### Work to be completed
Look below for the line containing "the green weed" and the line containing "the green flower"; repeat exactly those two lines and all lines between them, and nothing else.

### Dataset entries
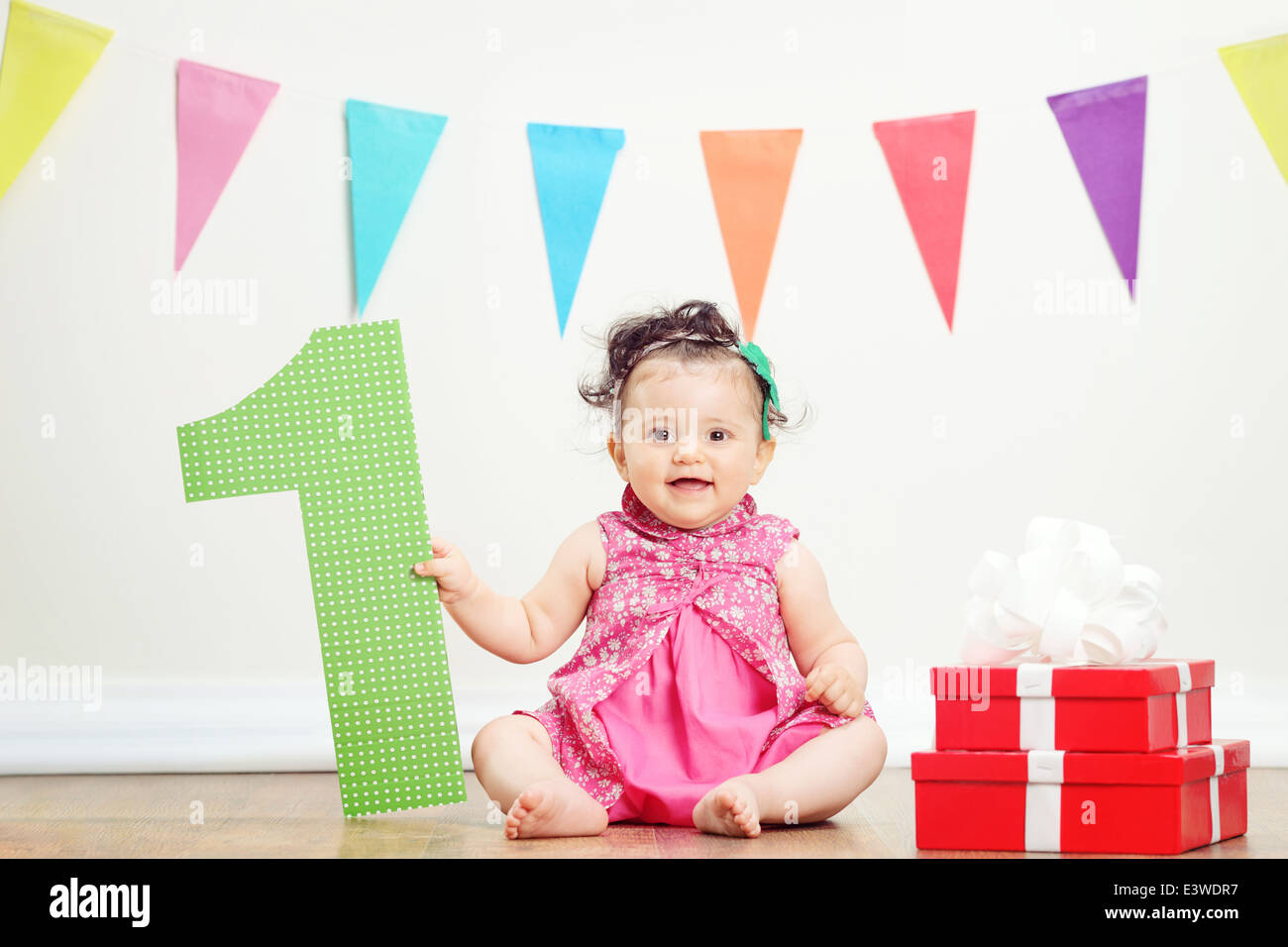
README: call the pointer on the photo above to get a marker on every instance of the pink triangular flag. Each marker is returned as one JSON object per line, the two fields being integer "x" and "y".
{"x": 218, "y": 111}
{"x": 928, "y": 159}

--

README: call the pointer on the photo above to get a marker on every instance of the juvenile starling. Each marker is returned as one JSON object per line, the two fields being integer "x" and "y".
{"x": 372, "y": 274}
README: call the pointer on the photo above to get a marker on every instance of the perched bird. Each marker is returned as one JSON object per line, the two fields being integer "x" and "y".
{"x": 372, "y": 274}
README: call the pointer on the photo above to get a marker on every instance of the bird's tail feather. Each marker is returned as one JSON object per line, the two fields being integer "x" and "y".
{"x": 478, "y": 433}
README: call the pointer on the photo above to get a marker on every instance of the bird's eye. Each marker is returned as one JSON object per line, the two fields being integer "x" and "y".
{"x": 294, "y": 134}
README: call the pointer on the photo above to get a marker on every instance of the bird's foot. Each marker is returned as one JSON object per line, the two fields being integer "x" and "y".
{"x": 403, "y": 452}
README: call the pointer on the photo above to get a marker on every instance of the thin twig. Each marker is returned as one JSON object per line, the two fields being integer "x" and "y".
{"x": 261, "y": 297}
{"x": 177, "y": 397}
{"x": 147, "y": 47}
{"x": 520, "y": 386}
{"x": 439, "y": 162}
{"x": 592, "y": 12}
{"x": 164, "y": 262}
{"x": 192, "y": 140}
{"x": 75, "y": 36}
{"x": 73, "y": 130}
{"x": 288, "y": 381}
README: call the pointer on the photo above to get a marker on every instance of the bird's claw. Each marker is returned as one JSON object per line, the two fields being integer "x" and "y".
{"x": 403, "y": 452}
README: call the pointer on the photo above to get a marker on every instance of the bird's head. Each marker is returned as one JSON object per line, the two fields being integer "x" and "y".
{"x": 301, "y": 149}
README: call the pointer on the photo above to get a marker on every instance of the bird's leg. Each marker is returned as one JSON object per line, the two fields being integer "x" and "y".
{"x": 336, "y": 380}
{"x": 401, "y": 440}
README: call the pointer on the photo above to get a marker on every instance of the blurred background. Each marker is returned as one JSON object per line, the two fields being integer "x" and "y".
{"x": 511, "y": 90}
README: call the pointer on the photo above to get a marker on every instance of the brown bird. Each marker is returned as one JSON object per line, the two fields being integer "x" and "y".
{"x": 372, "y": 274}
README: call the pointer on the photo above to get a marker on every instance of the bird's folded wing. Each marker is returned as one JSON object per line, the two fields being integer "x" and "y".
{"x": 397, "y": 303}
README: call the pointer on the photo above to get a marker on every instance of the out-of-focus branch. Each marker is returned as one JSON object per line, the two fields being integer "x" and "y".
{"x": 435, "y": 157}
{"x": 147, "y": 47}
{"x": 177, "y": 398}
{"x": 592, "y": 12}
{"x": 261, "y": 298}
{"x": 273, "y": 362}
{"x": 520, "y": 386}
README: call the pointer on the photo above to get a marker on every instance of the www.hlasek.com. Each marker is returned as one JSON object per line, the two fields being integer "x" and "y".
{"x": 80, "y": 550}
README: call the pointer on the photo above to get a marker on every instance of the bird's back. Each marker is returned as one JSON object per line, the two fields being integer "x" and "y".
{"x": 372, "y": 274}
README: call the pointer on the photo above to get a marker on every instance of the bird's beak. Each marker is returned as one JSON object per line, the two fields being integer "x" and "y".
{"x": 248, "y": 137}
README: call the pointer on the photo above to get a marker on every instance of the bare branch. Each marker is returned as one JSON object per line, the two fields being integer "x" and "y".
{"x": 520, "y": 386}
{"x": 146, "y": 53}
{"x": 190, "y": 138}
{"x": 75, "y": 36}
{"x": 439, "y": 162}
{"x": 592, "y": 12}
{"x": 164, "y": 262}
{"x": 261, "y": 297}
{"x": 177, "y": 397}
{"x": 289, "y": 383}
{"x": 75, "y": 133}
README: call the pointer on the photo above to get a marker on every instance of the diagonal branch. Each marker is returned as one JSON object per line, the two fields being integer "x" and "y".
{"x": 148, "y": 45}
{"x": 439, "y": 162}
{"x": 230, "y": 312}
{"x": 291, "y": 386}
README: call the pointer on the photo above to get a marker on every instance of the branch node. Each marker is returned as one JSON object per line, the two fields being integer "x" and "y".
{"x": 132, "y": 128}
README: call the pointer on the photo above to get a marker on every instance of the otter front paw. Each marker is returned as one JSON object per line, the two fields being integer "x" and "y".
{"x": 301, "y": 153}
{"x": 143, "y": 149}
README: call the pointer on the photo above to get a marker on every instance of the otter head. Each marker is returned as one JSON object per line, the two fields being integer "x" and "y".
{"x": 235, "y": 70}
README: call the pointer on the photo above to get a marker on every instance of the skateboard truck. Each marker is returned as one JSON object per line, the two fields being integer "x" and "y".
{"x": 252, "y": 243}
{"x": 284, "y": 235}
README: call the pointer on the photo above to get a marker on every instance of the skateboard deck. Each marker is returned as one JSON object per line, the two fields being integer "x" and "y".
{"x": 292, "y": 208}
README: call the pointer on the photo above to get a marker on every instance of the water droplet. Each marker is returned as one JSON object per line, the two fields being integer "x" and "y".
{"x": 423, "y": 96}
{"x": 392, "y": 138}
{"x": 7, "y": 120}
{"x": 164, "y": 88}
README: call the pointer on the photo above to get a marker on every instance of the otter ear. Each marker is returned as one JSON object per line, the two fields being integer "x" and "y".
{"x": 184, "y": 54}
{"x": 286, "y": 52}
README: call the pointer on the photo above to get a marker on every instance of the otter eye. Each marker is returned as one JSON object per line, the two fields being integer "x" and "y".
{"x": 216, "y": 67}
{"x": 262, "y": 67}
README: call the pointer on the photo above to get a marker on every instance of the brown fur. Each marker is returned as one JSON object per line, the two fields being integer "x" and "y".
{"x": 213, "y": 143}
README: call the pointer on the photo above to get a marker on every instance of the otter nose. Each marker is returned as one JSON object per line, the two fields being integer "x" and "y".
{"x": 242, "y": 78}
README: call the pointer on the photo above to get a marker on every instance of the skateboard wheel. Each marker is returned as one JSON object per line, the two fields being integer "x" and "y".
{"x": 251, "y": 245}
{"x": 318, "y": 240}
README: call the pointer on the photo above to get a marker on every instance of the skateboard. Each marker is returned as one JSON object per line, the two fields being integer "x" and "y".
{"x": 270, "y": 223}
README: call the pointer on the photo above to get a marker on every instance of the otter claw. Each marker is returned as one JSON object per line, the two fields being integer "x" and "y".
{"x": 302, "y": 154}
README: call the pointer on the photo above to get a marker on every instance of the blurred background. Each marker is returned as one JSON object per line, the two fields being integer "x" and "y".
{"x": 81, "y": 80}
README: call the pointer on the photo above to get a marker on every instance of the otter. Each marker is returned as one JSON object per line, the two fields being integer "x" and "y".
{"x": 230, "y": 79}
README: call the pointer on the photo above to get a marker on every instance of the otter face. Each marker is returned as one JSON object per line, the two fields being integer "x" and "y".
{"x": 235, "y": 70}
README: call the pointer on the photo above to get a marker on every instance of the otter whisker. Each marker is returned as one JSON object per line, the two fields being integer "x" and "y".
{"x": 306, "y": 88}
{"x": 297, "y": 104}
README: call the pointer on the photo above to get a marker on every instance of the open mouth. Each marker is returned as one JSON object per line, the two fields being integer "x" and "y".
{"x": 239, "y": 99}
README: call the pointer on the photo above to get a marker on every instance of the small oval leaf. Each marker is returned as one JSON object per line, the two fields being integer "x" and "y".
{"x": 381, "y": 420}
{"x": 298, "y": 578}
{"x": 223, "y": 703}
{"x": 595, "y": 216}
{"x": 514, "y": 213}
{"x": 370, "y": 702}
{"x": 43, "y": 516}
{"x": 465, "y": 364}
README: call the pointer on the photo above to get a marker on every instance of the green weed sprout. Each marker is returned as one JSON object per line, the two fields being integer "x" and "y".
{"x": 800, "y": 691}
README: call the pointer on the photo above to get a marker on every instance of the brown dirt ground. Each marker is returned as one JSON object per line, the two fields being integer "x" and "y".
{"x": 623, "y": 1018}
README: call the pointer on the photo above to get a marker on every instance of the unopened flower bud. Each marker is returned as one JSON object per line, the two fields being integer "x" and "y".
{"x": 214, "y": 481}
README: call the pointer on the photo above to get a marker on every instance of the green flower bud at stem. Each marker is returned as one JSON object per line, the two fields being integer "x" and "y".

### Expected answer
README: call the pointer on the photo above to get a marker on every instance of the green weed sprout. Each marker is returned as one JSON object per line, the two fields being integer "x" and "y".
{"x": 800, "y": 691}
README: call the pointer on the photo above to get a marker on every instance of the brown dirt ground. Each marker is returned as one JSON object per line, the two fields being integer "x" and "y".
{"x": 623, "y": 1018}
README: call the pointer on the photo above to get a marker on every instance of the unopened flower bud. Each marker is returned as one JSON object per line, the two fields being integer "x" and "y".
{"x": 214, "y": 481}
README: call the pointer on the photo above to get a marker on every instance of the green flower bud at stem. Each marker is returned as one JSON object per line, the two fields being integer "x" and "y".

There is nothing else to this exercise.